_To do_:
Please pull the lines out of the records below, starting with the line that contains "Return the outline of every instance of the **brown" and going on through the line that contains "965 71 L 937". Copy them verbatim.

_Data extract_:
# # # # # # #
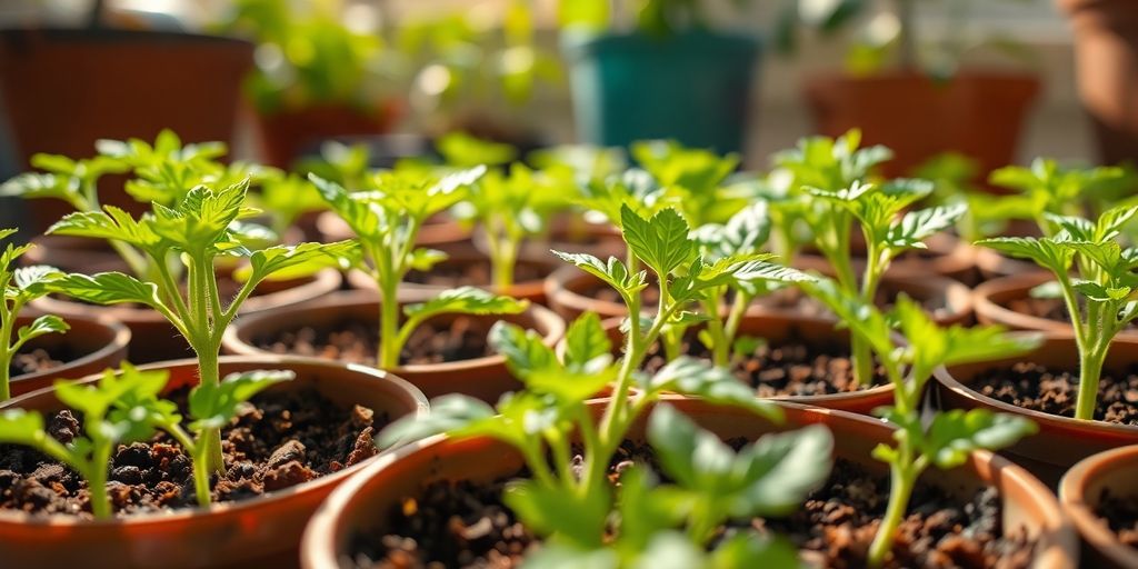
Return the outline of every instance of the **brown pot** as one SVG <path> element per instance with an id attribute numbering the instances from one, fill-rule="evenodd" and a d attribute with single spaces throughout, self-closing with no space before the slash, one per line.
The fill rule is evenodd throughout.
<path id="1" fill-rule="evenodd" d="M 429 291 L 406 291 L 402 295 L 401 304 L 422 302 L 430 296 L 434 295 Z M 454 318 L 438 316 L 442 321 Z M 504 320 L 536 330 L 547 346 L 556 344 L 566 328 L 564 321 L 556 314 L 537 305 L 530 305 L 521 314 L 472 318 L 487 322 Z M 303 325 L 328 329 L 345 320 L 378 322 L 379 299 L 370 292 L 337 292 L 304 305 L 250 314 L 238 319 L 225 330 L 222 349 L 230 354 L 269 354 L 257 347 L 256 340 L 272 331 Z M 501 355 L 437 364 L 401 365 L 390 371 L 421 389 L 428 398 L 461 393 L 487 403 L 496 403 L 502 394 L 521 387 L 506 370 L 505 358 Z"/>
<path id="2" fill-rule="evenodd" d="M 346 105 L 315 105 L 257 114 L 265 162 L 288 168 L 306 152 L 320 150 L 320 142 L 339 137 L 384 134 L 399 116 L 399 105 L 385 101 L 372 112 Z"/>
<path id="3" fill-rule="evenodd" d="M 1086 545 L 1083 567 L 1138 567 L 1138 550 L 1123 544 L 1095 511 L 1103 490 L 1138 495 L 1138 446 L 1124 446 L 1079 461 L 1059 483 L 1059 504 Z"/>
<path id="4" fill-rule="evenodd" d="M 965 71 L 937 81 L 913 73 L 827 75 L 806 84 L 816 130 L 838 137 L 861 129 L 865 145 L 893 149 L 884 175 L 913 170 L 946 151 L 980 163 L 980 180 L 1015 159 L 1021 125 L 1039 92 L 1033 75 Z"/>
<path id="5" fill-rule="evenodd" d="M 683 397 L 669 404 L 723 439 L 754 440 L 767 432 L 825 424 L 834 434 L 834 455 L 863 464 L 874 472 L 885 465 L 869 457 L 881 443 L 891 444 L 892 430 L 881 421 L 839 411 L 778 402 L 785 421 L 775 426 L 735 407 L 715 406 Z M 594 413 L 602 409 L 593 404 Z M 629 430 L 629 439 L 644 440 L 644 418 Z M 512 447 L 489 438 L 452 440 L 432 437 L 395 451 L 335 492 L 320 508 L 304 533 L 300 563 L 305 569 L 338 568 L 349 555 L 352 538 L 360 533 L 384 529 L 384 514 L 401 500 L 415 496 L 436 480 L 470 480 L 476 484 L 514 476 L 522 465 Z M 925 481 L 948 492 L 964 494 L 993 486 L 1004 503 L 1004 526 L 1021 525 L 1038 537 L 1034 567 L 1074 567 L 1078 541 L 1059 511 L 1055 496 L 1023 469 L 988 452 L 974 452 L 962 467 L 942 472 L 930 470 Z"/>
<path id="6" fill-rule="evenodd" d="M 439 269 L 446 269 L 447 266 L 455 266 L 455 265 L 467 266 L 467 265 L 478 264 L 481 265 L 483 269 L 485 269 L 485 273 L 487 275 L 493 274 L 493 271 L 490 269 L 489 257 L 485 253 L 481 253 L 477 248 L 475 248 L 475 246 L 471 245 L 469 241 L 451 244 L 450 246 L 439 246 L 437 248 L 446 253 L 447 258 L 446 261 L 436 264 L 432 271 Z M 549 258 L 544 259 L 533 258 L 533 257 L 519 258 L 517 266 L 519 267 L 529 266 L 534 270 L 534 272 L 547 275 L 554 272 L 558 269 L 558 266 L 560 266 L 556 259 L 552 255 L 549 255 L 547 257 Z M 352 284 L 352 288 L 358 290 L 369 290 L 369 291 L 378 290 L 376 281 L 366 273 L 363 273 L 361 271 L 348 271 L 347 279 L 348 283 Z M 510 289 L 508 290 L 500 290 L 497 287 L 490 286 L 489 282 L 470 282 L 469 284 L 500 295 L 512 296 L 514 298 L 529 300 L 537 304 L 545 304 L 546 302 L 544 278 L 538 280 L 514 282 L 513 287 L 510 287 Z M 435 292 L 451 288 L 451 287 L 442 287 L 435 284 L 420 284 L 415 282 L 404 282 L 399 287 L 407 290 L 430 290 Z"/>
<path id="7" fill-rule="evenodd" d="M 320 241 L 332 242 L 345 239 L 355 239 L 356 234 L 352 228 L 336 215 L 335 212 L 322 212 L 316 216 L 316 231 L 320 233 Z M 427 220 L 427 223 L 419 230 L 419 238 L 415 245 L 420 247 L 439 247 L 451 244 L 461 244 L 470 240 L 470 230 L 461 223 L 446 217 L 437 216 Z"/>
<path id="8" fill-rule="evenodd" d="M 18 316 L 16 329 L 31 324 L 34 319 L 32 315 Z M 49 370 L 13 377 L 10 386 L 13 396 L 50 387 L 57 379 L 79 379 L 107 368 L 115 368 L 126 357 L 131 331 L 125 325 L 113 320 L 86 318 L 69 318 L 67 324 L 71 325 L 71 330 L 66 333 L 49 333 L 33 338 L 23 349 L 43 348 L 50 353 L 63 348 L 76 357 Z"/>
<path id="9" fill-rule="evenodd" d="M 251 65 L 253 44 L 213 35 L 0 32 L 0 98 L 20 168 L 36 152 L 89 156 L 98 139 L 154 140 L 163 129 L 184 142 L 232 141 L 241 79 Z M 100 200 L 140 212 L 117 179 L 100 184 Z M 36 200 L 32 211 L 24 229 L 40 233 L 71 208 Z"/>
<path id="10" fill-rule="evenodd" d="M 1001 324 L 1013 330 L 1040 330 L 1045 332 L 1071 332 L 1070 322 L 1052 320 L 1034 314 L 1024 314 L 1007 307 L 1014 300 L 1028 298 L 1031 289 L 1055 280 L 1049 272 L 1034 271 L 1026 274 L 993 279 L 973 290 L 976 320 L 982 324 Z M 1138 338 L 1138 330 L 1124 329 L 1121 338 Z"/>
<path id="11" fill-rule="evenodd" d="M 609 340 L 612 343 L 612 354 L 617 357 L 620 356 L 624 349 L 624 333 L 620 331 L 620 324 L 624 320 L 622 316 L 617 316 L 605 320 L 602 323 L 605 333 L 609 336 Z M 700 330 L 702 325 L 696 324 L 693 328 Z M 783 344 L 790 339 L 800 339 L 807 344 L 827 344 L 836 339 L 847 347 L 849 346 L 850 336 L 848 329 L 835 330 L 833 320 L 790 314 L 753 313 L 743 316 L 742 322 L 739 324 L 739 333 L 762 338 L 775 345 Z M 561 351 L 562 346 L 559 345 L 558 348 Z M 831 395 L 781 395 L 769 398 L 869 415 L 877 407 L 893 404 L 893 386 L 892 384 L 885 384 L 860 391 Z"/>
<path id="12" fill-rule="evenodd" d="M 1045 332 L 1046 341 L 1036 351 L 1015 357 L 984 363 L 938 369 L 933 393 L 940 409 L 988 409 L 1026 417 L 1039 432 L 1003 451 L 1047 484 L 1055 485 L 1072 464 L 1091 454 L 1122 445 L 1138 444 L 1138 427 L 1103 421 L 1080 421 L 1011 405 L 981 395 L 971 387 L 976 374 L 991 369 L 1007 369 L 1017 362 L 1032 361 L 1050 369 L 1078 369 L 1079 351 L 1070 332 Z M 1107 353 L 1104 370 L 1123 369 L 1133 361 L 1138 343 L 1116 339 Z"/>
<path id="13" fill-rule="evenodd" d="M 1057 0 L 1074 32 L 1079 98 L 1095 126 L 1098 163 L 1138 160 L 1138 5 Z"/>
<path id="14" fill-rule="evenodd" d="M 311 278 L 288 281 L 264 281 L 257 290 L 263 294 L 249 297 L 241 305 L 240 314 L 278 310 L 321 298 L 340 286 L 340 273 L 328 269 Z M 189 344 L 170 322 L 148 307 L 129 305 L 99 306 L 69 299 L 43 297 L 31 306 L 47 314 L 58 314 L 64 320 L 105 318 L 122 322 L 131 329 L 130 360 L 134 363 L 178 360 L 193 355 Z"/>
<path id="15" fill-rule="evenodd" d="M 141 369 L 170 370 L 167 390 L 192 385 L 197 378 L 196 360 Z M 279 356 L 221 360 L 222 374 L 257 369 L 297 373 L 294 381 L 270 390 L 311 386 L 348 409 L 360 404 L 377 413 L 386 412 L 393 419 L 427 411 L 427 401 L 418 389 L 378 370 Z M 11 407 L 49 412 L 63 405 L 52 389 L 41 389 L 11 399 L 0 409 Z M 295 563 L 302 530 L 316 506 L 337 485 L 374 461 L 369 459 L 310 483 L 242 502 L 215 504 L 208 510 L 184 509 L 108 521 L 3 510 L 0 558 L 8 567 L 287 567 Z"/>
# # # # # # #
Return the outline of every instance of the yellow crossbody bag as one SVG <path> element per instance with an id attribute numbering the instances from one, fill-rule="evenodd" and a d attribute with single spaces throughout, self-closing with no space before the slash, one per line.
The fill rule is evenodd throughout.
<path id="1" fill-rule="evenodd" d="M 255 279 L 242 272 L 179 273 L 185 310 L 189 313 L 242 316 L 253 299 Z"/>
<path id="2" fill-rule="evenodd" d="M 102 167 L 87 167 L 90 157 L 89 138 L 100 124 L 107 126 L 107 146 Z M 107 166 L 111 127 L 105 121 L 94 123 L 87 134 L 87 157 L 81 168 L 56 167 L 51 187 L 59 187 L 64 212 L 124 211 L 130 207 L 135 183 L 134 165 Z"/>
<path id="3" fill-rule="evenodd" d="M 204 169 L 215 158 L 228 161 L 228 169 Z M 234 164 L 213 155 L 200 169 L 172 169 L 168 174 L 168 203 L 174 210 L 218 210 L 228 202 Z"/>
# # # # # # #
_Exercise answer_:
Return the outline of every instance of the **brown pot** as one SVG <path> element per instance with an id attribute numbering the instances from one, fill-rule="evenodd" and a d attribute with single spaces throughout, self-closing with no space before the slash, one per line.
The fill rule is evenodd throughout.
<path id="1" fill-rule="evenodd" d="M 429 291 L 406 291 L 402 295 L 401 304 L 422 302 L 430 296 L 434 295 Z M 454 318 L 438 316 L 442 321 Z M 504 320 L 536 330 L 547 346 L 556 344 L 566 328 L 564 321 L 556 314 L 537 305 L 530 305 L 521 314 L 472 318 L 487 322 Z M 303 325 L 328 329 L 345 320 L 378 322 L 379 299 L 370 292 L 337 292 L 304 305 L 250 314 L 238 319 L 225 330 L 222 349 L 230 354 L 269 354 L 257 347 L 256 340 L 272 331 Z M 501 355 L 437 364 L 401 365 L 390 371 L 421 389 L 428 398 L 461 393 L 487 403 L 496 403 L 502 394 L 521 387 L 506 370 L 505 358 Z"/>
<path id="2" fill-rule="evenodd" d="M 346 105 L 315 105 L 257 114 L 265 162 L 288 168 L 306 152 L 320 150 L 320 142 L 339 137 L 384 134 L 399 116 L 399 105 L 385 101 L 372 112 Z"/>
<path id="3" fill-rule="evenodd" d="M 1086 545 L 1083 567 L 1138 567 L 1138 550 L 1123 544 L 1095 511 L 1103 490 L 1138 495 L 1138 446 L 1124 446 L 1079 461 L 1059 483 L 1059 504 Z"/>
<path id="4" fill-rule="evenodd" d="M 965 71 L 937 81 L 913 73 L 827 75 L 806 84 L 816 130 L 838 137 L 861 129 L 865 145 L 893 149 L 884 175 L 913 170 L 946 151 L 980 163 L 980 180 L 1015 159 L 1021 125 L 1039 92 L 1033 75 Z"/>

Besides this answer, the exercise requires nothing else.